Pointing and labeling entries:
____
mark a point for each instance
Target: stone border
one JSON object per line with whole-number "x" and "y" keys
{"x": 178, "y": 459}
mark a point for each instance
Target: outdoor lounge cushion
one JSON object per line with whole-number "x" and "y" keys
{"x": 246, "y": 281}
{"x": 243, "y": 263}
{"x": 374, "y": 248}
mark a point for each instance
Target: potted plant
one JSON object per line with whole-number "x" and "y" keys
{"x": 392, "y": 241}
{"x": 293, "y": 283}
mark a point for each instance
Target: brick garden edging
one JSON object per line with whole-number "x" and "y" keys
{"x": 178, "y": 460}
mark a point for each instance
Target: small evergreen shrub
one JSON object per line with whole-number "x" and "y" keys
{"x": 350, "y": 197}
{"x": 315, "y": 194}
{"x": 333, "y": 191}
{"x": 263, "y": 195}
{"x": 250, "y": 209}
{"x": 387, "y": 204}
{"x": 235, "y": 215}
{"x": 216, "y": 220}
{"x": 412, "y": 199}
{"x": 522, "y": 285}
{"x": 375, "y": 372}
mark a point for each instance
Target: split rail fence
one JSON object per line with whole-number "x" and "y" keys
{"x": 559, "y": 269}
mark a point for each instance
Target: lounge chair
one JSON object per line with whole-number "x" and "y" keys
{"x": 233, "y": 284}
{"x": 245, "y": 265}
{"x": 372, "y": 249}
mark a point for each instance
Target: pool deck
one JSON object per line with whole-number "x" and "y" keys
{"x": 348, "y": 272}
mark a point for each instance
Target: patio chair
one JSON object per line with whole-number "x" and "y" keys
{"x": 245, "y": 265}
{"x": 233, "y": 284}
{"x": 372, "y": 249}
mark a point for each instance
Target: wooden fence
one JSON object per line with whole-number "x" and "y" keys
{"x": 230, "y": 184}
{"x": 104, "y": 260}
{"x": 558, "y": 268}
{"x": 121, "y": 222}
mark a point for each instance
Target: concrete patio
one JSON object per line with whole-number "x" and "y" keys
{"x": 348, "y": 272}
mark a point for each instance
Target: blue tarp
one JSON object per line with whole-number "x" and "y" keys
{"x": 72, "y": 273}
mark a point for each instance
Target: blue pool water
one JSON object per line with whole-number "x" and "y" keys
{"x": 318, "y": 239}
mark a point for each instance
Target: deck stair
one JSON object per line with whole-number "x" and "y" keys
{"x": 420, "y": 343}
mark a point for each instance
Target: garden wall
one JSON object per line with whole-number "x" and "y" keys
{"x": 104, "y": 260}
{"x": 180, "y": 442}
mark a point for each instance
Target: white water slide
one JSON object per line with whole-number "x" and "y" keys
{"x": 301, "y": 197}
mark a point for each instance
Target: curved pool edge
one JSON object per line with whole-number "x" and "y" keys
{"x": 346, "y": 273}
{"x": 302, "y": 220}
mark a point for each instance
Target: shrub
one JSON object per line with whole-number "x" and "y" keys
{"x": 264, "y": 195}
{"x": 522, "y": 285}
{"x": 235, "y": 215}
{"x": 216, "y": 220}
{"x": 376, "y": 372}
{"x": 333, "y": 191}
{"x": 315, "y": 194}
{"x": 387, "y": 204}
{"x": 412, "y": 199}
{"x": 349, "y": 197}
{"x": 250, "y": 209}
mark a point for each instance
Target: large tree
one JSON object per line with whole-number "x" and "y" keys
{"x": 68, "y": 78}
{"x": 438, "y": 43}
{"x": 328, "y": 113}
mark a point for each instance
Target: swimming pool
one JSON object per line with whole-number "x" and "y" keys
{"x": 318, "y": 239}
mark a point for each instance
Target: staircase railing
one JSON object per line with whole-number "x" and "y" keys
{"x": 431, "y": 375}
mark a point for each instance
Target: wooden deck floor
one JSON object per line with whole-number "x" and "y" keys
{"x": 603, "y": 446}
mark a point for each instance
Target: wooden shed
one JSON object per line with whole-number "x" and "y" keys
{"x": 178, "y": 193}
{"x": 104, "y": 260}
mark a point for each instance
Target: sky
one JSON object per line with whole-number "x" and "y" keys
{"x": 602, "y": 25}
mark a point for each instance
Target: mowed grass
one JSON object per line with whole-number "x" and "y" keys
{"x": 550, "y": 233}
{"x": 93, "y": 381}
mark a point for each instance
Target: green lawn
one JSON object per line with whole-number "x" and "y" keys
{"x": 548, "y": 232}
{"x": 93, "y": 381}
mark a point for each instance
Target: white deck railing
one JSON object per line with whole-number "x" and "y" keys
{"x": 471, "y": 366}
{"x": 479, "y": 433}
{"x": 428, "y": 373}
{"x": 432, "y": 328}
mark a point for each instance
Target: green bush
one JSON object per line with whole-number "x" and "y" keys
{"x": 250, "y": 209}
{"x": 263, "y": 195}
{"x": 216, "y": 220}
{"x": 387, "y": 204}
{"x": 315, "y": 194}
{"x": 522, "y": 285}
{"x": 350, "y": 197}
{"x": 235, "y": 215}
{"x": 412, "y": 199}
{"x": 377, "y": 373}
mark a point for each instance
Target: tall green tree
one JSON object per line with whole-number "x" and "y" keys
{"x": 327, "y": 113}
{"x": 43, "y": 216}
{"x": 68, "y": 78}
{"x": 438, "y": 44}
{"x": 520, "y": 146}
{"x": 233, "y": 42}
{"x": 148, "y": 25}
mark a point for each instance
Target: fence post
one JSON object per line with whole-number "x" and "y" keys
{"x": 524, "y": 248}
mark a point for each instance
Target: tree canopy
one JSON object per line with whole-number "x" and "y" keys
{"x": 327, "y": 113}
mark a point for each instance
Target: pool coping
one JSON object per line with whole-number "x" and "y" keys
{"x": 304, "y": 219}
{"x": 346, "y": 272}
____
Written instruction:
Please return the data above exactly as given.

Correct answer:
mark a point for each instance
Target: stone border
one JSON object per line with whole-number "x" and "y" keys
{"x": 178, "y": 459}
mark a point for each instance
Target: outdoor lounge cushion
one JSON object per line with whole-number "x" and "y" keys
{"x": 246, "y": 281}
{"x": 243, "y": 263}
{"x": 374, "y": 248}
mark a point for each instance
Target: potted plant
one JSON object per line with whole-number "x" and "y" keys
{"x": 392, "y": 241}
{"x": 293, "y": 283}
mark a point for each instance
Target: brick garden edging
one JSON object per line with whole-number "x" and "y" keys
{"x": 178, "y": 460}
mark a point for each instance
Target: small evergreen shrub
one JSON object per line with whole-number "x" and "y" keys
{"x": 350, "y": 197}
{"x": 315, "y": 194}
{"x": 333, "y": 191}
{"x": 263, "y": 195}
{"x": 250, "y": 209}
{"x": 387, "y": 204}
{"x": 235, "y": 215}
{"x": 216, "y": 220}
{"x": 412, "y": 199}
{"x": 522, "y": 285}
{"x": 375, "y": 372}
mark a point for each instance
Target: split rail fence
one JSON object per line with whole-number "x" and "y" keys
{"x": 559, "y": 269}
mark a point for each instance
Target: lounge chair
one JSON object per line with whole-number "x" and "y" keys
{"x": 233, "y": 284}
{"x": 245, "y": 265}
{"x": 372, "y": 249}
mark a point for each instance
Target: pool deck
one JSON object per line with whole-number "x" and "y" keys
{"x": 348, "y": 272}
mark a point for each instance
Target: patio chair
one JSON object per line with whole-number "x" and "y" keys
{"x": 245, "y": 265}
{"x": 233, "y": 284}
{"x": 372, "y": 249}
mark a point for each instance
Target: wooden fence
one JSON object per line with whole-number "x" and "y" keys
{"x": 230, "y": 184}
{"x": 104, "y": 260}
{"x": 558, "y": 268}
{"x": 121, "y": 222}
mark a point for each instance
Target: concrete patio
one JSON object per line with whole-number "x" and "y" keys
{"x": 348, "y": 272}
mark a point for each instance
Target: blue tarp
one JSON object per line with whole-number "x" and "y" keys
{"x": 72, "y": 273}
mark a point for each instance
Target: blue pool water
one JSON object per line with whole-number "x" and "y" keys
{"x": 318, "y": 239}
mark a point for each instance
Target: deck stair
one JSON object per line with whole-number "x" and "y" keys
{"x": 420, "y": 343}
mark a point for each instance
Target: garden wall
one JSON object per line with whole-number "x" and "y" keys
{"x": 104, "y": 260}
{"x": 180, "y": 442}
mark a point for each instance
Target: white water slide
one JSON object per line with whole-number "x" and "y" keys
{"x": 301, "y": 197}
mark a point for each instance
Target: curved pool edge
one JSON object per line with whole-number "x" and "y" keys
{"x": 346, "y": 273}
{"x": 302, "y": 220}
mark a point for each instance
Target: shrub
one JSON object per line with whole-number "x" and "y" keys
{"x": 264, "y": 195}
{"x": 522, "y": 285}
{"x": 235, "y": 215}
{"x": 216, "y": 220}
{"x": 376, "y": 372}
{"x": 333, "y": 191}
{"x": 315, "y": 194}
{"x": 387, "y": 204}
{"x": 412, "y": 199}
{"x": 349, "y": 197}
{"x": 250, "y": 209}
mark a point for each instance
Target: large tree
one JSON object per line with whole-number "x" and "y" keys
{"x": 68, "y": 78}
{"x": 438, "y": 43}
{"x": 328, "y": 113}
mark a point for each instance
Target: swimming pool
one JSON object per line with whole-number "x" and "y" keys
{"x": 318, "y": 239}
mark a point for each instance
Target: staircase railing
one JSON object per line with whole-number "x" and "y" keys
{"x": 431, "y": 375}
mark a point for each instance
Target: wooden deck floor
one JSON object per line with whole-number "x" and "y" keys
{"x": 603, "y": 446}
mark a point for each instance
Target: wooden shed
one JSON object per line with whole-number "x" and "y" keys
{"x": 178, "y": 193}
{"x": 104, "y": 260}
mark a point for each instance
Target: sky
one JSON object per line with whole-number "x" and "y" keys
{"x": 602, "y": 25}
mark a point for each instance
Target: mowed grass
one JSON object per line with whole-number "x" and "y" keys
{"x": 550, "y": 233}
{"x": 93, "y": 381}
mark a point for each instance
Target: green lawn
one JSON object per line with whole-number "x" and "y" keys
{"x": 548, "y": 232}
{"x": 93, "y": 381}
mark a point for each instance
Target: white deck railing
one JSON object per line with whole-number "x" and "y" keys
{"x": 471, "y": 366}
{"x": 479, "y": 433}
{"x": 428, "y": 373}
{"x": 432, "y": 328}
mark a point for each instance
Target: green bush
one JSON object per line with whole-number "x" and "y" keys
{"x": 250, "y": 209}
{"x": 263, "y": 195}
{"x": 216, "y": 220}
{"x": 387, "y": 204}
{"x": 315, "y": 194}
{"x": 522, "y": 285}
{"x": 350, "y": 197}
{"x": 235, "y": 215}
{"x": 412, "y": 199}
{"x": 377, "y": 373}
mark a point for each instance
Target: tall green tree
one JSON object per line with whole-number "x" and "y" keys
{"x": 327, "y": 113}
{"x": 43, "y": 216}
{"x": 68, "y": 78}
{"x": 438, "y": 44}
{"x": 520, "y": 146}
{"x": 233, "y": 42}
{"x": 148, "y": 25}
mark a point for each instance
Target: fence post
one JSON object per line with whole-number "x" and "y" keys
{"x": 524, "y": 248}
mark a point for each instance
Target: tree canopy
one JSON object per line with whole-number "x" and "y" keys
{"x": 327, "y": 113}
mark a point for each instance
Target: pool coping
one JSON object per line with whole-number "x" and "y" keys
{"x": 304, "y": 219}
{"x": 346, "y": 272}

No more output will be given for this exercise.